---------- Quoted text

Application of additional forces on the fixture 20 may be beneficial when the fixture of the present invention is formed of a polymer material because the polymer material may be considerably lighter than the same fixture formed of metal.

A polymer material is preferred to facilitate use of a molding operation to manufacture the ring and plate of the fixture. In this regard, it has been determined that it is desirable to use a material such as Acetron NS, produced by the Polymer Corporation for use in the cam ring. The holder and set up plate may be formed of a

® material such as Acetron GP also manufactured by the

Polymer Corporation, for a machined structure of the

® holder and set up plate or Delrin 100P, manufactured by E.I. DuPont Corporation, for an injection molded version of the holder and set up plate.

--------------------
---------- Listed entries

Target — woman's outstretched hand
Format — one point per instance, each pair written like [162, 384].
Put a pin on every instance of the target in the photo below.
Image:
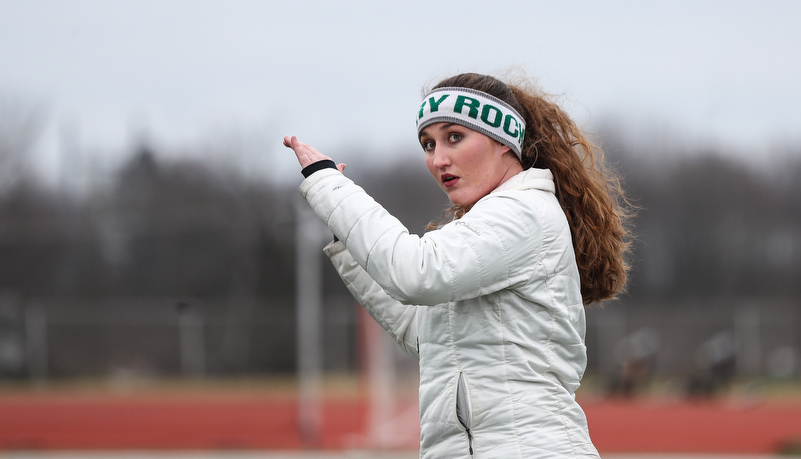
[307, 154]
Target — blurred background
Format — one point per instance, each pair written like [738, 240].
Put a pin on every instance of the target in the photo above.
[151, 238]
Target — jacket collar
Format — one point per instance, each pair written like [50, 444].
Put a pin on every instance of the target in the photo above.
[529, 179]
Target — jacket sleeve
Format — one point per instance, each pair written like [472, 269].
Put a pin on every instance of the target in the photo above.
[494, 246]
[398, 319]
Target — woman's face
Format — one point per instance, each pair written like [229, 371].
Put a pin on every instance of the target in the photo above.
[466, 164]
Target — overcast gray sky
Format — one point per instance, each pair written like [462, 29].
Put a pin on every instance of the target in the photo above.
[344, 75]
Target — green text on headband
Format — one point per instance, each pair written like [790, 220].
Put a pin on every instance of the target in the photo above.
[476, 110]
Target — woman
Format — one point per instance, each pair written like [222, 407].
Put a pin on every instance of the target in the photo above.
[492, 302]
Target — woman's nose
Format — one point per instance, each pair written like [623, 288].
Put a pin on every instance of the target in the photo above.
[441, 158]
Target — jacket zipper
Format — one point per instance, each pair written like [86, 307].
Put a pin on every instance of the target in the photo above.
[463, 410]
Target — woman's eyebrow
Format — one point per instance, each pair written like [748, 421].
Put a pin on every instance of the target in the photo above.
[441, 128]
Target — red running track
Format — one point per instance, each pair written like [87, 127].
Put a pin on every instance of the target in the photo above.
[269, 422]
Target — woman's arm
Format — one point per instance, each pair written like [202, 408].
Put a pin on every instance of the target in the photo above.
[494, 246]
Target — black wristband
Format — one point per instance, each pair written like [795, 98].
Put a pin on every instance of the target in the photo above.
[319, 165]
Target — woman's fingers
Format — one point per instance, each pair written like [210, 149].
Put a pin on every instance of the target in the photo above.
[306, 154]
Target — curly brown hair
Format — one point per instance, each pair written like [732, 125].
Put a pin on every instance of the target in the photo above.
[590, 195]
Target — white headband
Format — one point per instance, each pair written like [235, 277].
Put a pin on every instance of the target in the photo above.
[476, 110]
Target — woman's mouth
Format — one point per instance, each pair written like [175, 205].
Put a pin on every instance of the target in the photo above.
[449, 180]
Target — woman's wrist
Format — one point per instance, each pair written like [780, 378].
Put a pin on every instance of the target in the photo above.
[316, 166]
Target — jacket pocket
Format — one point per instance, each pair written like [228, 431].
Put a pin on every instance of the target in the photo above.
[463, 409]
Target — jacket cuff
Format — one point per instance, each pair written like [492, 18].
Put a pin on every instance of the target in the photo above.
[319, 165]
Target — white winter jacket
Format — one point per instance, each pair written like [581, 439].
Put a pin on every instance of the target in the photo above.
[491, 306]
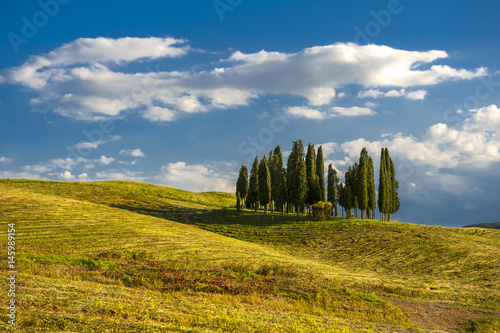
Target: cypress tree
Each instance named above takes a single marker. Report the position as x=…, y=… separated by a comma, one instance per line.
x=278, y=190
x=333, y=188
x=296, y=180
x=384, y=188
x=313, y=191
x=352, y=185
x=394, y=185
x=242, y=184
x=264, y=180
x=372, y=201
x=320, y=172
x=362, y=182
x=253, y=187
x=238, y=203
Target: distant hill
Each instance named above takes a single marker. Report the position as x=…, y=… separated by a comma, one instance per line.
x=492, y=225
x=134, y=257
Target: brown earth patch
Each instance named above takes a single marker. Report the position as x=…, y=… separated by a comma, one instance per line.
x=440, y=317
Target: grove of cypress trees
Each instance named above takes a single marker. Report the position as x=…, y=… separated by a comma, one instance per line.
x=253, y=187
x=242, y=185
x=296, y=180
x=264, y=180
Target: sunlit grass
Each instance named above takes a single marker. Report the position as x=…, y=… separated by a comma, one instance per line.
x=111, y=256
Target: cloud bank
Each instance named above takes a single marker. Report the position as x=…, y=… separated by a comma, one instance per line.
x=90, y=78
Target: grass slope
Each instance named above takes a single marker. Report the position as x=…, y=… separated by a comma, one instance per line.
x=86, y=267
x=492, y=225
x=112, y=256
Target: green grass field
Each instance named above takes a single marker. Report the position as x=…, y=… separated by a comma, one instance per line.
x=132, y=257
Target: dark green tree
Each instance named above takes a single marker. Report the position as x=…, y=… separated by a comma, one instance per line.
x=333, y=188
x=270, y=166
x=351, y=184
x=394, y=185
x=362, y=182
x=264, y=184
x=253, y=187
x=313, y=191
x=242, y=184
x=385, y=195
x=278, y=190
x=320, y=172
x=372, y=200
x=296, y=180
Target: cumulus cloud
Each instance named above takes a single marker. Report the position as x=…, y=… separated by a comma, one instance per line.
x=86, y=79
x=198, y=177
x=132, y=152
x=441, y=159
x=95, y=144
x=4, y=159
x=411, y=95
x=336, y=111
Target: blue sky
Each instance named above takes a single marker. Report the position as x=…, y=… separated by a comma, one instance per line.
x=182, y=93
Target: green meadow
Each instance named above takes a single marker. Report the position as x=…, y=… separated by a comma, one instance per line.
x=130, y=257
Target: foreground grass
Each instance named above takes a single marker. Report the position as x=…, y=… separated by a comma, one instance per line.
x=88, y=264
x=392, y=259
x=110, y=256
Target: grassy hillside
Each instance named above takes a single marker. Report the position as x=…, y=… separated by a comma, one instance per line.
x=125, y=256
x=492, y=225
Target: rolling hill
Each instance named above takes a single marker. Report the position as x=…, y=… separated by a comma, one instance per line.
x=133, y=257
x=492, y=225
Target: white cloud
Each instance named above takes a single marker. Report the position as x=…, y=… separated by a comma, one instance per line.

--------------------

Task list:
a: Answer these questions from the passage on fixture materials:
(i) Which material is named as desirable for the cam ring?
(ii) Which company manufactures Delrin 100P?
(iii) Why is a polymer material preferred for the ring and plate?
b: Continue the passage on fixture materials from its last sentence.
The material after the passage on fixture materials is separate from it.

Task answers:
a:
(i) Acetron NS, produced by the Polymer Corporation.
(ii) E.I. DuPont Corporation.
(iii) It facilitates the use of a molding operation to manufacture them.

b:
Claims

CLAIMS ;

1. A polishing fixture (20) for polishing articles retained in said fixture, said fixture comprising an article holding plate (28) having a plurality of ferrule receiving nests (48) , said fixture being characterized in that said holding plate (28) has a perimeter edge (30) , with a plurality of slots (42) extending from said perimeter edge into said holding plate (28) thereby forming a plurality of clamping assemblies (41) , each of said clamping assemblies (41) including a movable beam (44) between each of said plurality of slots (42) and a corresponding portion of said perimeter edge (30) ; and in that a force transmitting body (26) and a force receiving body (52) are coupled to said fixture for imposing forces on said clamping assemblies (41) to move said beams (44) to clamp portions of said articles in said clamping assemblies (41) .

2. A polishing fixture as recited in claim 1, said force transmitting body (26) and said force receiving body (52) comprising: said force transmitting body (26) having a rim (32) positioned relative to said edge (30) ; and a cam assembly (51) retained on said holding plate (28) and said force transmitting body (26) for imposing forces (78) on said clamping assemblies (41) to move said beams (44) to clamp portions of said articles in said clamping assemblies (41) .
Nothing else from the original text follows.